- Work to be completed
Copy down all of the data underneath, exactly as shown.

- Data to use
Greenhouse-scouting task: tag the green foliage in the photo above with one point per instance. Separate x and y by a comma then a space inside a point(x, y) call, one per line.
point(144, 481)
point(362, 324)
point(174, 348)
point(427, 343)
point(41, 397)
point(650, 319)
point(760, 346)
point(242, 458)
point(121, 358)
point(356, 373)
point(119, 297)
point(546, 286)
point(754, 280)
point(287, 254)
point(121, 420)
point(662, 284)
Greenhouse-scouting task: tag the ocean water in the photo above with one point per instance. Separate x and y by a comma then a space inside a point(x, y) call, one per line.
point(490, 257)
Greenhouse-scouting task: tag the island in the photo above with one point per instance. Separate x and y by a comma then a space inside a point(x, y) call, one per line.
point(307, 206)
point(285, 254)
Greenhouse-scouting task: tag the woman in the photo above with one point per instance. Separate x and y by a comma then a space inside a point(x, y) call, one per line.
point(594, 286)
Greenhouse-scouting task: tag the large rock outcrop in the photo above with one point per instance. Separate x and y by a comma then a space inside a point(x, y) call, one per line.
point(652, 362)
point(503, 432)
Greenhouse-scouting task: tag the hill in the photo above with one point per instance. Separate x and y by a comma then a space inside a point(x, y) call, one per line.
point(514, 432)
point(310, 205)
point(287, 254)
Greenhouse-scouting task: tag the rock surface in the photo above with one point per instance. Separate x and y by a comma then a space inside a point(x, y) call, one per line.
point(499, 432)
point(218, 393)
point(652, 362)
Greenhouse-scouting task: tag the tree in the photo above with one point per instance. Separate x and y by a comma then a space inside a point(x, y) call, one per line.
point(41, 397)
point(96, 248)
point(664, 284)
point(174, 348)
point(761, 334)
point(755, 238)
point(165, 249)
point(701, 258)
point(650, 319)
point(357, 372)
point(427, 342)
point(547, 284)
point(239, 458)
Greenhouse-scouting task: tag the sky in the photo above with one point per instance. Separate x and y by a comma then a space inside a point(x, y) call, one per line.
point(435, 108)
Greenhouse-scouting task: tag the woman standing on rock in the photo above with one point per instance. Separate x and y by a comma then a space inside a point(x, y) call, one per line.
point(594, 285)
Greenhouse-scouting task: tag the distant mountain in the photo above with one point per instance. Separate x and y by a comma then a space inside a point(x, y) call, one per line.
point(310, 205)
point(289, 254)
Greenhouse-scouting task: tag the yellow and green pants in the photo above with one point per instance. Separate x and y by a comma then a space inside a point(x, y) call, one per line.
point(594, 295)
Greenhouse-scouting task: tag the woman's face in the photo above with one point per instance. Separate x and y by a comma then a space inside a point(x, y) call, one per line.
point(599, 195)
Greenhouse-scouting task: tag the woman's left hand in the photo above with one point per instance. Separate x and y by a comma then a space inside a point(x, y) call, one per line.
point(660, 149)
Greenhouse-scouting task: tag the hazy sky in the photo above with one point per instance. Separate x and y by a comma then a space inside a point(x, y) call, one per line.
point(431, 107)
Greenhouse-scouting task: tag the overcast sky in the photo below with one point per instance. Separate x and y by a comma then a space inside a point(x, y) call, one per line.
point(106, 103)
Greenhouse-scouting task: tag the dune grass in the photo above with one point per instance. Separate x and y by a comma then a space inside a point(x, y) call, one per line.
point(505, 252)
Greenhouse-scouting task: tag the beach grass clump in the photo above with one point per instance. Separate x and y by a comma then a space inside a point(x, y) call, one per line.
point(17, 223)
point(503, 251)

- Correct result
Greenhouse-scouting task: tag the green foliage in the photo above with one point per instance. Separate x and y by a comma then a space inside a point(x, y) call, one per line.
point(144, 481)
point(362, 324)
point(174, 348)
point(427, 343)
point(41, 397)
point(650, 319)
point(760, 346)
point(242, 458)
point(121, 358)
point(356, 373)
point(119, 297)
point(546, 286)
point(754, 280)
point(287, 254)
point(121, 420)
point(662, 284)
Greenhouse-scouting task: tag the ocean water in the photo above with one point per instance. Separate x and y by a comma then a space inside a point(x, y) call, one per line.
point(490, 257)
Greenhouse-scouting task: tag the island in the photo above with one point per instance. Separate x and y by a comma then a space inside a point(x, y) call, one per line.
point(307, 206)
point(285, 254)
Greenhouse-scouting task: tag the woman in the photo above with one point per instance. Separate x and y by a comma then a space inside a point(x, y) call, one per line.
point(594, 286)
Greenhouse-scouting task: tag the large rock outcrop in the photo above with one point per instance. Separate x and y by a comma then a space inside a point(x, y) call, one per line.
point(652, 362)
point(503, 432)
Greenhouse-scouting task: tag the hill in the photo above with one point per instance. Separate x and y by a comma then a space inside a point(x, y) call, one per line.
point(514, 432)
point(310, 205)
point(287, 254)
Greenhouse-scouting task: tag the rock surface in the photo above with one point per instance. Separate x and y by a comma then a space inside a point(x, y) call, one per line.
point(499, 432)
point(218, 393)
point(652, 362)
Greenhouse-scouting task: tag the tree in the photo above with one point per instance. Separate x and y by a comma then a space inside a point(x, y) call, one per line.
point(41, 397)
point(96, 248)
point(664, 284)
point(174, 348)
point(761, 334)
point(755, 238)
point(165, 249)
point(701, 258)
point(650, 319)
point(357, 372)
point(427, 342)
point(547, 284)
point(239, 458)
Greenhouse-scouting task: tag the sky in the photo above with one point per instance. Separate x and y by a comma then a space inside a point(x, y) call, one per line.
point(435, 108)
Greenhouse-scouting task: tag the woman standing on rock in the photo above with one point per instance. Separate x and y by a comma then a space inside a point(x, y) call, one per line.
point(594, 285)
Greenhouse-scouting task: tag the distant mountain in the photo above with one point per instance. Separate x and y by a comma then a space inside a point(x, y) call, one per line.
point(310, 205)
point(289, 254)
Greenhouse-scouting task: tag the yellow and green pants in the photo above with one point per instance. Separate x and y by a comma then a space inside a point(x, y) call, one per line.
point(594, 295)
Greenhouse-scouting task: tag the woman's face in the photo above with one point per instance. Separate x and y by a comma then a space inside a point(x, y) call, one per line.
point(599, 195)
Greenhouse-scouting task: tag the woman's left hand in the photo above with one point per instance. Separate x and y by a comma then a space inside a point(x, y) call, one per line.
point(660, 149)
Greenhouse-scouting task: tag the hazy sky in the photo above with one point per instance. Separate x and y by a comma then a space inside a point(x, y) call, one per line.
point(431, 107)
Greenhouse-scouting task: tag the overcast sky in the photo below with one point per instance. Separate x and y by a comma then a space inside a point(x, y) call, one per line.
point(106, 103)
Greenhouse-scouting task: tag the dune grass in the photo above with one point per instance. Separate x and y by a comma then a space inside a point(x, y) call, one per line.
point(505, 252)
Greenhouse-scouting task: tag the beach grass clump in the photo above with one point per instance. Separate x and y by a comma then a space inside a point(x, y) call, one per line.
point(17, 223)
point(503, 251)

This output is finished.